- [Set problem]
Count how many lines of the material below contain the string "floor" and reply with that number alone.
++++++++++++++++++++
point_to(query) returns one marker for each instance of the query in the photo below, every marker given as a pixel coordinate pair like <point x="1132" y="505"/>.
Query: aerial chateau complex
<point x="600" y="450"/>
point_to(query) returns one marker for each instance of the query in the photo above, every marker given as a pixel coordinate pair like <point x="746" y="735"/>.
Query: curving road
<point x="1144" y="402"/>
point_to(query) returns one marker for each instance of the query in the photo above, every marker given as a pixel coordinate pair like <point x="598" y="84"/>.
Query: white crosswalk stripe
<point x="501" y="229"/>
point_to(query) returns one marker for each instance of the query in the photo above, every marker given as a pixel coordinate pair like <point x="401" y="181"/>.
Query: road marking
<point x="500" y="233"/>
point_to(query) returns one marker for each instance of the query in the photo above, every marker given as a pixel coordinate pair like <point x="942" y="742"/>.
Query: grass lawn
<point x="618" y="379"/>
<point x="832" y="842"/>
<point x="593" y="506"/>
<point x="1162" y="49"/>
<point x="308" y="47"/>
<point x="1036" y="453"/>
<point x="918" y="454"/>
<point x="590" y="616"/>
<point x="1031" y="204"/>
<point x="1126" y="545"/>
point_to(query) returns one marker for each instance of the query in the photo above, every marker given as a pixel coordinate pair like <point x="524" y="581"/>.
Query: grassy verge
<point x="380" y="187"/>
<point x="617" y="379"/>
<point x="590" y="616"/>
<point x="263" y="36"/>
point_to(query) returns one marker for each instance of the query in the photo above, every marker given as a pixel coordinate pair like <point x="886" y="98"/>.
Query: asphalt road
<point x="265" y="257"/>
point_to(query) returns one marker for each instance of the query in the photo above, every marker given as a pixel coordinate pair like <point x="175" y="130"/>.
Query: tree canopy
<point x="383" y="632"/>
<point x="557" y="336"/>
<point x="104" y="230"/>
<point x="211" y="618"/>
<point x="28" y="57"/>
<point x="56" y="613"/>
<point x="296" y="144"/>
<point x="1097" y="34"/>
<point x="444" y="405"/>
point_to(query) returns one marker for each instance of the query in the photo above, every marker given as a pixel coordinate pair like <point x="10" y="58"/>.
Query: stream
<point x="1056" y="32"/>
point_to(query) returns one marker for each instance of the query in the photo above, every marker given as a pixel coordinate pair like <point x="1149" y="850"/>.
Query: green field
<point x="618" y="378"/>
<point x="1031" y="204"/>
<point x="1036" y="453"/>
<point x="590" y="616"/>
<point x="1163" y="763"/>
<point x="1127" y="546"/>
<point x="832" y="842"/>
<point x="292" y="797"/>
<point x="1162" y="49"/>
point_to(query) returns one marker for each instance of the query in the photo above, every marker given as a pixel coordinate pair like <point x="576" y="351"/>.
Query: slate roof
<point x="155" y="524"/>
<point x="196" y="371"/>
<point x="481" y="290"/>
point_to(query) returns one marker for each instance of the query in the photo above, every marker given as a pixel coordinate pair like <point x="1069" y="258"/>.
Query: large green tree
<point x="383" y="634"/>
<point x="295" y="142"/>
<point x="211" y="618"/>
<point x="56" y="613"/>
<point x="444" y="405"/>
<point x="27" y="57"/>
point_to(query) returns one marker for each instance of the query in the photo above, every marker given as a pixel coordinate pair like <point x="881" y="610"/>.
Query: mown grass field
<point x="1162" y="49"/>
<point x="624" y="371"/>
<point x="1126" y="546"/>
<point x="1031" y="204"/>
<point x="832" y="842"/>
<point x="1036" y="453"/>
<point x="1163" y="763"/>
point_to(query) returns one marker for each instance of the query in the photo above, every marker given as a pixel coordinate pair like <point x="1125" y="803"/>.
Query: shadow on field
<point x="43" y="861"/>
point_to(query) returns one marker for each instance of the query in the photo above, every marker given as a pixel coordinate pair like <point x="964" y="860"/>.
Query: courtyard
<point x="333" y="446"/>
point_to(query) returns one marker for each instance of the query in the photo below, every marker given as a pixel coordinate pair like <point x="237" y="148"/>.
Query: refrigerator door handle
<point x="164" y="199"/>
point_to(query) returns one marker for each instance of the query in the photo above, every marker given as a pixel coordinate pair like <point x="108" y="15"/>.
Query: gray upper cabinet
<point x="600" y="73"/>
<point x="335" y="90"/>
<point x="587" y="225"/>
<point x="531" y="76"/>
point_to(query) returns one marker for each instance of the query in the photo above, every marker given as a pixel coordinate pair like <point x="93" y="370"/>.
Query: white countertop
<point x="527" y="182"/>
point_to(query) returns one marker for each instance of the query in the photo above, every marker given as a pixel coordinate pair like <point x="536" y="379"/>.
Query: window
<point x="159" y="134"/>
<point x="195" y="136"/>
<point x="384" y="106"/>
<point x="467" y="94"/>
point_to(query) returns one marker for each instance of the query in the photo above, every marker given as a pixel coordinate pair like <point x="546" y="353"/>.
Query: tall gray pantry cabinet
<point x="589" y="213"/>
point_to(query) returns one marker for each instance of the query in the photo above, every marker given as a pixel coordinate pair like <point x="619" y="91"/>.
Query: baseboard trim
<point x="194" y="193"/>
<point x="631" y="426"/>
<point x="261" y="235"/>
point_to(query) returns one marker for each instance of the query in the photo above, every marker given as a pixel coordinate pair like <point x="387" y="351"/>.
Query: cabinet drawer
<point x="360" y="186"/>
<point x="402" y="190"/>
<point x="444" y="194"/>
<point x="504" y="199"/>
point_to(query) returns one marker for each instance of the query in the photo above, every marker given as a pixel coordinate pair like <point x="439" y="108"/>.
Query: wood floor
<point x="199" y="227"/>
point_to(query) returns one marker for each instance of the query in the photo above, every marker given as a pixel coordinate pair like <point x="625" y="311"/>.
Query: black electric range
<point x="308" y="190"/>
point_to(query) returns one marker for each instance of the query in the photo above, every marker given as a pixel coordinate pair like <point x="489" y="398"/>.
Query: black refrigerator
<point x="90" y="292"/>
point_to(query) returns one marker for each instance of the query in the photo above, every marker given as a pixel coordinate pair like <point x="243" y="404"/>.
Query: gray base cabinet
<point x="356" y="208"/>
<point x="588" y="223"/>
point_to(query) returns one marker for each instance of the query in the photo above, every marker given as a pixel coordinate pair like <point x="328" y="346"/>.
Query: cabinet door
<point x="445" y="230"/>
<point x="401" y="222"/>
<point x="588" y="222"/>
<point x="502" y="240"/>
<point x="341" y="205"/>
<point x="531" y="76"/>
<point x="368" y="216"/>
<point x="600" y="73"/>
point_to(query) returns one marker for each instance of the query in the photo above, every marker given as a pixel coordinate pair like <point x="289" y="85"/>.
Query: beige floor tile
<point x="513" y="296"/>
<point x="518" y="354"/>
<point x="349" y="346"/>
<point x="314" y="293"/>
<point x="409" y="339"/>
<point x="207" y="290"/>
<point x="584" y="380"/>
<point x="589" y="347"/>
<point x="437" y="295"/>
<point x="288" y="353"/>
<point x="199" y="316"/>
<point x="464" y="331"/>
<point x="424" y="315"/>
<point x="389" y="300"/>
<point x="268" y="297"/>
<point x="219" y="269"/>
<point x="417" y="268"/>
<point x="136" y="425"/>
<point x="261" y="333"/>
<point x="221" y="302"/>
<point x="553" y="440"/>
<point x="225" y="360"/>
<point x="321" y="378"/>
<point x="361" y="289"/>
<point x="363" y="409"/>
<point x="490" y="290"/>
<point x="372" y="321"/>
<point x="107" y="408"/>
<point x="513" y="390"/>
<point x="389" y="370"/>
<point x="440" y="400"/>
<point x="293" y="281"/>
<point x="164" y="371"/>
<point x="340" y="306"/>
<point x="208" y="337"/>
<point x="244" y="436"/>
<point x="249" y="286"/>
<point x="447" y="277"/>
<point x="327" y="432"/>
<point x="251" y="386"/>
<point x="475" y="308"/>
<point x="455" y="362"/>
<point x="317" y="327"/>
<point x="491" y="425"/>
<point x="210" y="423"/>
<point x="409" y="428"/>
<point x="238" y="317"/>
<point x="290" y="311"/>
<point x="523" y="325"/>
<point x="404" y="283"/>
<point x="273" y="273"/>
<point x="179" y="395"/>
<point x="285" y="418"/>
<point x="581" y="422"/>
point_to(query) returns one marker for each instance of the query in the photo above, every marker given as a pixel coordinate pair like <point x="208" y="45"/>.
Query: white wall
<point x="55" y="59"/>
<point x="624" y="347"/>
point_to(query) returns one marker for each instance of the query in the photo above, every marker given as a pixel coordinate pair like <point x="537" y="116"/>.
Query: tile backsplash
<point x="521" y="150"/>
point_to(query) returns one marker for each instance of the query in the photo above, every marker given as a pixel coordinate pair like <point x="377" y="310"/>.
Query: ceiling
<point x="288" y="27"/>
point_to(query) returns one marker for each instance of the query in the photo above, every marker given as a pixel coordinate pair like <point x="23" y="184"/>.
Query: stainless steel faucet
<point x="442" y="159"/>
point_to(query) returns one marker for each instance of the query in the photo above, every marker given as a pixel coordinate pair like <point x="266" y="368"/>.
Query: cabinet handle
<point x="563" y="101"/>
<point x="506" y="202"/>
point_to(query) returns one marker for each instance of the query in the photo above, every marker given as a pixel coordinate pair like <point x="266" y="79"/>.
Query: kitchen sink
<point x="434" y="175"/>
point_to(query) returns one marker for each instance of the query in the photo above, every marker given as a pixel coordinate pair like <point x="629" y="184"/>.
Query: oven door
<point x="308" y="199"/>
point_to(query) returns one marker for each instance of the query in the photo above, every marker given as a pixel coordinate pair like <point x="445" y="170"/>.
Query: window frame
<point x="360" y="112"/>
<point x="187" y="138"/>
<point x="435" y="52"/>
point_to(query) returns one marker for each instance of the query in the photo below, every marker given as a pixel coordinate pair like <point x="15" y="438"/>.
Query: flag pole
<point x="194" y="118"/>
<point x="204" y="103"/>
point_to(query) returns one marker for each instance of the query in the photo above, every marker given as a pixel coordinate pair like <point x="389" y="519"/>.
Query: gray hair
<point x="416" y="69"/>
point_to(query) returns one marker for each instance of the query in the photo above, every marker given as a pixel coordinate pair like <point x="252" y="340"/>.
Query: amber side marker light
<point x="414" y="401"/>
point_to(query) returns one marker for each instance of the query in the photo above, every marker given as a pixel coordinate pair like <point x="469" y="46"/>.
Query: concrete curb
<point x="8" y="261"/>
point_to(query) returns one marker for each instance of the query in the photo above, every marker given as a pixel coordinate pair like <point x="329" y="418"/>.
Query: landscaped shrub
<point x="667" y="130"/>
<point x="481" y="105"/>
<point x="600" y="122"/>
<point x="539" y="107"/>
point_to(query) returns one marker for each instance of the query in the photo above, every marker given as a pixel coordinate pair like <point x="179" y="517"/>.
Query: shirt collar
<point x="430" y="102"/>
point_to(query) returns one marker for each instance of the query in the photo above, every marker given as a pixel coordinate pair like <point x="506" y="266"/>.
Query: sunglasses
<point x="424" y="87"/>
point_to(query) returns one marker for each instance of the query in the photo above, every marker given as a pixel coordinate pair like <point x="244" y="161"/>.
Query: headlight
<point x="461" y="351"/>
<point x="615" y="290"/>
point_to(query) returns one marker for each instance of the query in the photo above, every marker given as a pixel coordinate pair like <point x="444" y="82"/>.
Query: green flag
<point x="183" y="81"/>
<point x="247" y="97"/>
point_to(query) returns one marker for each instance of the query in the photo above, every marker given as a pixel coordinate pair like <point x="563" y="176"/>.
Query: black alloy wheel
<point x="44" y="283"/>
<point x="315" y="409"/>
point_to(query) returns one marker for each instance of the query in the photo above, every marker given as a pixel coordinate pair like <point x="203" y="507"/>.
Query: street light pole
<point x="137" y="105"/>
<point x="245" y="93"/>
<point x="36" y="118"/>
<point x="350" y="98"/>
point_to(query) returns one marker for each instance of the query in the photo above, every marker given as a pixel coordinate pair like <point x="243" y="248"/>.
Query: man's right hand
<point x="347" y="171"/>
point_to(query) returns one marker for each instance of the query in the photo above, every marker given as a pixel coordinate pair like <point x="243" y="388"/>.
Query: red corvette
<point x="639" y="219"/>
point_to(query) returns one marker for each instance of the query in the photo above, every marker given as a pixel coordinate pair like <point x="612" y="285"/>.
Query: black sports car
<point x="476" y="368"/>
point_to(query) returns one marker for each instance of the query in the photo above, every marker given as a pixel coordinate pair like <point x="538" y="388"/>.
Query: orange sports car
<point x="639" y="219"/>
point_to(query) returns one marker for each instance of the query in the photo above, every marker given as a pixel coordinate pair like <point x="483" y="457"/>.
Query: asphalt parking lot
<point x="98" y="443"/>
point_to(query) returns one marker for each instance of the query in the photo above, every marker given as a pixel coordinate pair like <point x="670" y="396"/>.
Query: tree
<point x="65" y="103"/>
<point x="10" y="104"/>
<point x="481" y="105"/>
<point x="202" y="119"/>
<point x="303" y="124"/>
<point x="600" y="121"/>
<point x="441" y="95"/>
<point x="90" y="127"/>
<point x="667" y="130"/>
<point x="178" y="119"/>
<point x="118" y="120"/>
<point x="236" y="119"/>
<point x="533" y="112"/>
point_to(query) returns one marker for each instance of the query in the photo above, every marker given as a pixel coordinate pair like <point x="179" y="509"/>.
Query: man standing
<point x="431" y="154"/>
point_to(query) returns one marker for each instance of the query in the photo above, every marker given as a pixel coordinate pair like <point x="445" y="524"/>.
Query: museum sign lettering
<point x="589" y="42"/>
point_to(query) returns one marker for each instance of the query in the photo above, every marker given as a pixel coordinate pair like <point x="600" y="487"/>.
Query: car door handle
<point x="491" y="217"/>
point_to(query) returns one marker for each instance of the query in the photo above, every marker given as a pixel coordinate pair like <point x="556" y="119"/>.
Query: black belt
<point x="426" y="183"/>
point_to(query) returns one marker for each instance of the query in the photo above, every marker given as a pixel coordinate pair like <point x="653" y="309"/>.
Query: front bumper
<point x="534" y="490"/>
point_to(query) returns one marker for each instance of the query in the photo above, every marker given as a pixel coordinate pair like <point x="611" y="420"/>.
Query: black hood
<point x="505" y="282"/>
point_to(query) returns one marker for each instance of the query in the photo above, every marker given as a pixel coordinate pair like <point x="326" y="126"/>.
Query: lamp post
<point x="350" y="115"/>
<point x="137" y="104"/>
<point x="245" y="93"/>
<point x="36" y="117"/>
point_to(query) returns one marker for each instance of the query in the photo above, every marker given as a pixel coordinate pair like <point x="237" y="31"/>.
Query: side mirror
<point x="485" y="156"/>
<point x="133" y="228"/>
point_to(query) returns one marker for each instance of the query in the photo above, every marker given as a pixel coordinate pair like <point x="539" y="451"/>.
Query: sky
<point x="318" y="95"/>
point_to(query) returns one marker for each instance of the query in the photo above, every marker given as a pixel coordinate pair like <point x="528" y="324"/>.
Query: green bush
++++++++++++++++++++
- [Complete answer]
2